Right from the beginning, the thick, overdriven strings that open “Airbag” promise something different. It’s as though Loveless were reborn, cured of the opiated languor that permeates that album. The guitars take the experimental leads that people like David Gilmour and Robert Fripp imagined and plays with them, smudging and expanding and blurring until the guitar becomes an alien and interesting instrument all over again. Thom Yorke’s voice hangs haunting and sodden with deep existential dread over the viscous liquid that roils beneath it, summing up the horror and paranoia of modern life in the form of a story about the time an airbag saved his life in a car accident in the mid-1980s. And that’s just the first song. “Paranoid Android” ups the ante significantly. Johnny Greenwood’s guitar figure is unsettling – creepy, even – and Yorke’s vocals only amplify that. Written in four parts, much like John Lennon’s “Happiness Is A Warm Gun”, the song is central to the album’s mixed feelings about human existence and capitalism. Described by Yorke himself as “about the dullest fucking people on Earth”, the song has its roots in the time Yorke found himself in an L.A. bar surrounded by vapid rich assholes high on cocaine and themselves. There’s a sense of disgust with that sort – capitalists, and by extension, capitalism – that runs through much of the album. “Subterranean Homesick Alien” speaks of isolation and the feeling of being alien from one’s own culture; “Let Down” is about the hollowness of corporate-sponsored sentiment and the similarity of pop songs and advertisements. “Electioneering” summons a Chomsky critique of capitalist society, while “Climbing Up The Walls” turns that critique inward, examining the headspace of paranoia and distress. “No Surprises” combines the two, finds the soul-sucking job on par with soul-sucking politics, and whispers about the handshake of carbon monoxide in search of an exit. “Lucky” brings the album back around again, imagining a plane crash to complement the car crash that started the album. “The Tourist” is like a ghost in the wreckage of this suicide and loss of control, imploring the listener to stop rushing through life and take the time to enjoy or at least acknowledge the experiences around them.

--- --- ---

_PROBLEM STATEMENT_
Please carry on the album review above from its last sentence.

--- --- ---

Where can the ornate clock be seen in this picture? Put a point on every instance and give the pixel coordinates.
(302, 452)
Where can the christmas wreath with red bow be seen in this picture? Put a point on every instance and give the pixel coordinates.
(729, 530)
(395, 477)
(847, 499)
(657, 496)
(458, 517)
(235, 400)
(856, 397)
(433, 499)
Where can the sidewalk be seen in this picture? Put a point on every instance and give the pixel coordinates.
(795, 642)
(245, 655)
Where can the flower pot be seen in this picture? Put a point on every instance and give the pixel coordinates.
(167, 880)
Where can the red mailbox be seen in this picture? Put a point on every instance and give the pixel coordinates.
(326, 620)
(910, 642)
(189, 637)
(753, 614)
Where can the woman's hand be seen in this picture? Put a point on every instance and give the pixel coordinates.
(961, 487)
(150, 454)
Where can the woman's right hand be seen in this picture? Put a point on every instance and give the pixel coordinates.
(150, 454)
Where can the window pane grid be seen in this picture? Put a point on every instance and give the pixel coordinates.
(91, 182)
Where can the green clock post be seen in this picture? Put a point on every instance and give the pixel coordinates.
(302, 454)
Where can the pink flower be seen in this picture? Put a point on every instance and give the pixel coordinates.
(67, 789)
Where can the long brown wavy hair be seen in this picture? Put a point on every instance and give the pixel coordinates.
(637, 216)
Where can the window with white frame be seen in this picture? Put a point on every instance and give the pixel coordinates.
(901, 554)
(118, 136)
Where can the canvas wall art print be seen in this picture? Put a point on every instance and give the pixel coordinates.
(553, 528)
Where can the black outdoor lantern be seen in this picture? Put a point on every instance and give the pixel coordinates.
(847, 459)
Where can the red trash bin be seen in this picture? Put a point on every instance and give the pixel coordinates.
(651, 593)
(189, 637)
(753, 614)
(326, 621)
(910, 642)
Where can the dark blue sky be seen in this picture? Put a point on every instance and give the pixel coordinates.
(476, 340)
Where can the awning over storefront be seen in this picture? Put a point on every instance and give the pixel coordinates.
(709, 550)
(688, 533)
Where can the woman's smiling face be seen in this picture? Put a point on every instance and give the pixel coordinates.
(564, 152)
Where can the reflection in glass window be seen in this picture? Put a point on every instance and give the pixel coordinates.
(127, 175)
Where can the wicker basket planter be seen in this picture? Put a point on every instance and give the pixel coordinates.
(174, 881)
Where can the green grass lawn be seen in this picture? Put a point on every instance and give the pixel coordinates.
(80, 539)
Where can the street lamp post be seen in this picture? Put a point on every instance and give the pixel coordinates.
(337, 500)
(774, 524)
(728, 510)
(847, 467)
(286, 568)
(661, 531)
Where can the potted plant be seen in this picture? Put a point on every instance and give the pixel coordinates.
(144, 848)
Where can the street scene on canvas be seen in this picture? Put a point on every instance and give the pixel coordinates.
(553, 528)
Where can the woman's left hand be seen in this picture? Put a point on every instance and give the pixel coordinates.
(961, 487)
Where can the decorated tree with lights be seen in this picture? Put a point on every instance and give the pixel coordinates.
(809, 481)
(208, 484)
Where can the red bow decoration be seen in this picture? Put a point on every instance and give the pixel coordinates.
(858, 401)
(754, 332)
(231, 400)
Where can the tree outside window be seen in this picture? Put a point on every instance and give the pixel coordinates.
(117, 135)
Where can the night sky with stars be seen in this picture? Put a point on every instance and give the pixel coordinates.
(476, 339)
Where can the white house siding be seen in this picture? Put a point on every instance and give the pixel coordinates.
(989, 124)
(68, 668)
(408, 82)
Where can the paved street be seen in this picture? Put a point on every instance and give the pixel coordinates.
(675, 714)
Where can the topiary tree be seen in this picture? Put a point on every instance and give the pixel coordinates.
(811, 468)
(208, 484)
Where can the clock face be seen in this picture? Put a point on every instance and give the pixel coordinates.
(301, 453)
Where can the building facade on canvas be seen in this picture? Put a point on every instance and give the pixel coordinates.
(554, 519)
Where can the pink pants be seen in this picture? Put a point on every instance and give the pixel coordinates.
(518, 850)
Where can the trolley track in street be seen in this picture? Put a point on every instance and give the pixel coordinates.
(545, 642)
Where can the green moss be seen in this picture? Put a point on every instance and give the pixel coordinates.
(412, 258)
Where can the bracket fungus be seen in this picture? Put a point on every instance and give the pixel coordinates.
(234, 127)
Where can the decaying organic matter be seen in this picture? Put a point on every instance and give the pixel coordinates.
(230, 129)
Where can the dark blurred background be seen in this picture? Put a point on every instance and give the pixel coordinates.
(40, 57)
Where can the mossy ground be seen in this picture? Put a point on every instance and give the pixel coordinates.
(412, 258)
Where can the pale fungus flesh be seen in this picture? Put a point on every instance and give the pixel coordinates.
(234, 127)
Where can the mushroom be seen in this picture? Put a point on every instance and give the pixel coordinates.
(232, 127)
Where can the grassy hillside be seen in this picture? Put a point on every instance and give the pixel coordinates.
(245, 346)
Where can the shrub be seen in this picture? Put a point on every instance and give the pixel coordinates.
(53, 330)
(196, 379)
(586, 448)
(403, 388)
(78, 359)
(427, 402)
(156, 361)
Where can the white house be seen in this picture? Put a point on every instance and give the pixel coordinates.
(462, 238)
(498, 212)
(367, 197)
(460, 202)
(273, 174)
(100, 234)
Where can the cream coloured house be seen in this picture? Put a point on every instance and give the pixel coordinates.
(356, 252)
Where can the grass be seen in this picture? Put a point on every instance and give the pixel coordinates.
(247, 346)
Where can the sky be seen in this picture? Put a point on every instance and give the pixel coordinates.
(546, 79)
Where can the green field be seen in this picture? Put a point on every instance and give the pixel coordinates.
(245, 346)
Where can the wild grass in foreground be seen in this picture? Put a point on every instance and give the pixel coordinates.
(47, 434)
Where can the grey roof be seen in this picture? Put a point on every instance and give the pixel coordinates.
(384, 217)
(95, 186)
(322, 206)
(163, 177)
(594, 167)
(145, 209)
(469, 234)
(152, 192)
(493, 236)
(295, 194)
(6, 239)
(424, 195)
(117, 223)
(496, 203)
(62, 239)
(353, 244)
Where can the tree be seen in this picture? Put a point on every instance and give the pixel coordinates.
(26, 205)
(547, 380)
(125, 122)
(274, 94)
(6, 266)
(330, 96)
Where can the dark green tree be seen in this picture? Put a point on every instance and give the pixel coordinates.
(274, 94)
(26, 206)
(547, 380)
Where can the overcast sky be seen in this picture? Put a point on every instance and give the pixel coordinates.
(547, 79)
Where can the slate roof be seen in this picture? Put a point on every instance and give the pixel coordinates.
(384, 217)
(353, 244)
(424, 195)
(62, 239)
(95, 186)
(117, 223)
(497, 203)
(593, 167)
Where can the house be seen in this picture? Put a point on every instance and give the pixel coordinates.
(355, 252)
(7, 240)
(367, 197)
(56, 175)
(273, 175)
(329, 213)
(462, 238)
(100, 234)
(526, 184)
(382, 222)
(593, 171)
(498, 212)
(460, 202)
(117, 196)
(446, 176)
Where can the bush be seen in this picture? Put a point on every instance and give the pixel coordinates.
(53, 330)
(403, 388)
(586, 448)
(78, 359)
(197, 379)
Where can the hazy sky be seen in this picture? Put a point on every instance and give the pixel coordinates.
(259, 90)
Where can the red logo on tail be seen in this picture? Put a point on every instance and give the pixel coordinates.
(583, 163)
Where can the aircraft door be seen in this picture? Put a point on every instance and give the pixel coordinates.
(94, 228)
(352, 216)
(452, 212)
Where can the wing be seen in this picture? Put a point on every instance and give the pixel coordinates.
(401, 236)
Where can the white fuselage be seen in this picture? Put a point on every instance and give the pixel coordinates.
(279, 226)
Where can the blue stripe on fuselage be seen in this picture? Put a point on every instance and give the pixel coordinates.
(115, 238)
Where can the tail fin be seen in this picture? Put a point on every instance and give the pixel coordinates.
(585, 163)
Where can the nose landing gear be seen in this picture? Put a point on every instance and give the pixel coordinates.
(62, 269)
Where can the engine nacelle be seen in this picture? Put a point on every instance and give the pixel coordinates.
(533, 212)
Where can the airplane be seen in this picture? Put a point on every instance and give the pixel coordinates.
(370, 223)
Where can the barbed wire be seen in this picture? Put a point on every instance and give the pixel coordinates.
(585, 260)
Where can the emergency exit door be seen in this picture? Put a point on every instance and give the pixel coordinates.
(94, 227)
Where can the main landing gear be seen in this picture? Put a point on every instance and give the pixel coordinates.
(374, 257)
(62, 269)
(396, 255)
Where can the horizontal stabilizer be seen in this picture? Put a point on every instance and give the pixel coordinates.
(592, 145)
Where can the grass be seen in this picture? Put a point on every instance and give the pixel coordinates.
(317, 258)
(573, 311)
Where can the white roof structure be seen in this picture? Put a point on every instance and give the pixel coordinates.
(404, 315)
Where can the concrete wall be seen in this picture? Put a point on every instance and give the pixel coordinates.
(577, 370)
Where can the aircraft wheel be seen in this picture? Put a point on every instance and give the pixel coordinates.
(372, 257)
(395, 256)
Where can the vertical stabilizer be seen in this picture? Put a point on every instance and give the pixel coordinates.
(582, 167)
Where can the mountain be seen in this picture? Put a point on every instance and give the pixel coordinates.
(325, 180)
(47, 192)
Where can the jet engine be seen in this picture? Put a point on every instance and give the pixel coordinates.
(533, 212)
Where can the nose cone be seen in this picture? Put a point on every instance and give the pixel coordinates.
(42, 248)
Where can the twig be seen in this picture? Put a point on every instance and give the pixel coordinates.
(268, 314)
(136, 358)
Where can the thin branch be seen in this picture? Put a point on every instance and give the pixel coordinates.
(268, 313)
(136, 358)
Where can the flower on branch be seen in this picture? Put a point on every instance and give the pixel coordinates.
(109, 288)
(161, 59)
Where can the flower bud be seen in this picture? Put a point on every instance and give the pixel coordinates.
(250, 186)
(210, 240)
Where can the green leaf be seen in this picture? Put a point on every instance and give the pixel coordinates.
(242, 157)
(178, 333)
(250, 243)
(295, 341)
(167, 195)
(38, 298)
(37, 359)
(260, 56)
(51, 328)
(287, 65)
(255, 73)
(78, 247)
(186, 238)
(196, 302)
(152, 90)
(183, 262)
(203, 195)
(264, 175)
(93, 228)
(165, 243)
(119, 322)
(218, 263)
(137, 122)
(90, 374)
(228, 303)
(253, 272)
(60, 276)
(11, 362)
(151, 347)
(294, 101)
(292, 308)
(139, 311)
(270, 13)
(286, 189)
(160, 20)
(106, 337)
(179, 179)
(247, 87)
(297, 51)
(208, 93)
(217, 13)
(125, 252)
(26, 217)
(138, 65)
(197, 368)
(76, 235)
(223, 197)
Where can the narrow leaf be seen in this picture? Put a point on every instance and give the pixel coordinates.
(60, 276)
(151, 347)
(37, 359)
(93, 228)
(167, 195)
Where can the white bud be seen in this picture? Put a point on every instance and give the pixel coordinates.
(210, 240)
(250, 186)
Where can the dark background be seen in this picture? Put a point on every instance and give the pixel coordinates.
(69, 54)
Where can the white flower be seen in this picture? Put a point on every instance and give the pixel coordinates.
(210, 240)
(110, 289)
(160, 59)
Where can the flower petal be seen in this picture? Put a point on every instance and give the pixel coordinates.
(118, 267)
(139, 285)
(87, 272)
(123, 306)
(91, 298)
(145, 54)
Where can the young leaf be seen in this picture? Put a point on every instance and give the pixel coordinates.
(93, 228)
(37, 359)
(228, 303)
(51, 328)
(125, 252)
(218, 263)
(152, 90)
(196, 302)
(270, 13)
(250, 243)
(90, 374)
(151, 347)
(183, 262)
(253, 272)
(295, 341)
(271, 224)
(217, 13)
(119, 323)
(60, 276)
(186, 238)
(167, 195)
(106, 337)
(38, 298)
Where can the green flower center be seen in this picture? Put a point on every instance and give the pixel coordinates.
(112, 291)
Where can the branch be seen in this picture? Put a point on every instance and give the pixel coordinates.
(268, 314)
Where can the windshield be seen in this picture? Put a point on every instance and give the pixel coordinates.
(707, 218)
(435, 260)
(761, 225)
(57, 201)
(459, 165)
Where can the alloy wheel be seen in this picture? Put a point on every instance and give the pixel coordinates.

--- --- ---

_OUTPUT FOR THIS EXERCISE_
Musically, OK Computer is an impressively dense album. The strings that herald the arrival of “Airbag” return in differing forms throughout the album, to greatest effect on “Climbing Up The Walls”. On that track, the theme of internal chaos is mirrored by a backdrop of sixteen violins, each tuned a quarter-note apart from each other and inspired by “Threnody To The Victims Of Hiroshima”; Johnny Greenwood’s orchestral arrangements would, in the 21st Century, be one of the band’s most enduring strengths. Filtered and fiddled keyboards play a large role in the album as well, especially on “Subterranean Homesick Alien”, “Let Down”, and the Beatles-referencing “Karma Police”. Greenwood and Ed O’Brien layer guitar in sinuous, overlapping ways, outdoing David Gilmour on the mournful wail of “Lucky” and drowning out Zeppelin on both “Paranoid Android” and “Electioneering”. There are even post-modern (for the era) flourishes in the form of drum machine programming, dub approximations, and neo-classical arrangements. Few bands in history have ever been able to blend the sacred and the profane in a way that transcends both; none of them have made it sound as utterly seamless or integral to the human experience as Radiohead on OK Computer.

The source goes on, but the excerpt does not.